SOURCE TEXT:
SUSIE MORGAN, District Judge.
This is a citizens suit under the Clean Water Act ("CWA")
Taylor has moved for summary judgment, arguing Plaintiffs lack the requisite standing to maintain this suit.
For the following reasons, the motion is DENIED. There are genuine issues of material fact that must be resolved at trial.
This is the second time Taylor has challenged standing. The first challenge occurred almost three years ago in the form of a motion to dismiss under Rule 12(b)(1).
Approximately two years later, Taylor re-urged its standing argument, this time in the form of a motion for summary judgment. Taylor contends the circumstances have changed since the Court's previous ruling. The parties have conducted discovery, and Taylor has deposed Porter, Orr, and Tonsmeire. Taylor contends the deposition testimony contradicts the attestations in the affidavits. With the veracity of the affidavits fatally compromised, Taylor contends there is no genuine issue of material fact regarding Plaintiffs' inability to establish associational standing through Porter, Orr, and Tonsmeire.
Summary judgment is appropriate when "the movant shows that there is no genuine dispute as to any material fact and the movant is entitled to judgment as a matter of law."

INFORMATION SUPPLIED:
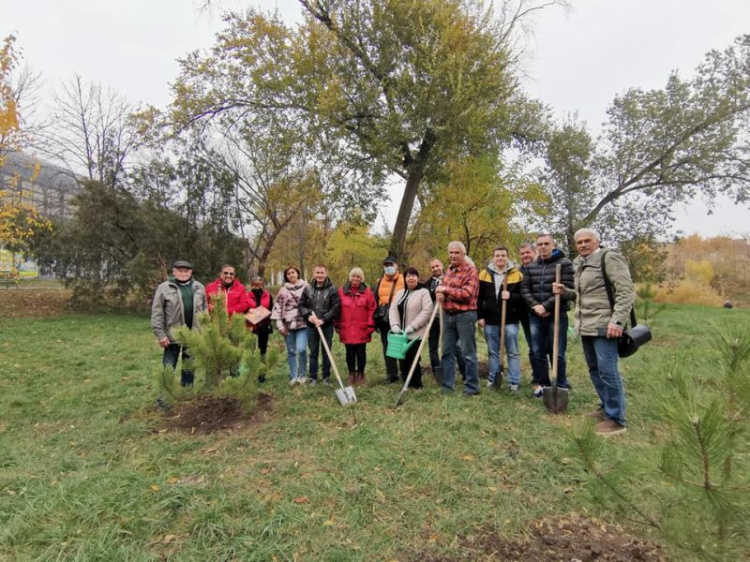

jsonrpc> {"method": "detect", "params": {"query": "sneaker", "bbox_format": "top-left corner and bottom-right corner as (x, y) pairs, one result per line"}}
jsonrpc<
(583, 408), (606, 421)
(596, 420), (628, 437)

THE REQUEST:
Answer these questions from the court ruling:
1. Which district judge wrote it?
2. What form did Taylor's first challenge to standing take?
3. Which three people did Taylor depose?
The listing has nothing to do with the court ruling.

RESULT OF THE TASK:
1. Susie Morgan.
2. A motion to dismiss under Rule 12(b)(1).
3. Porter, Orr, and Tonsmeire.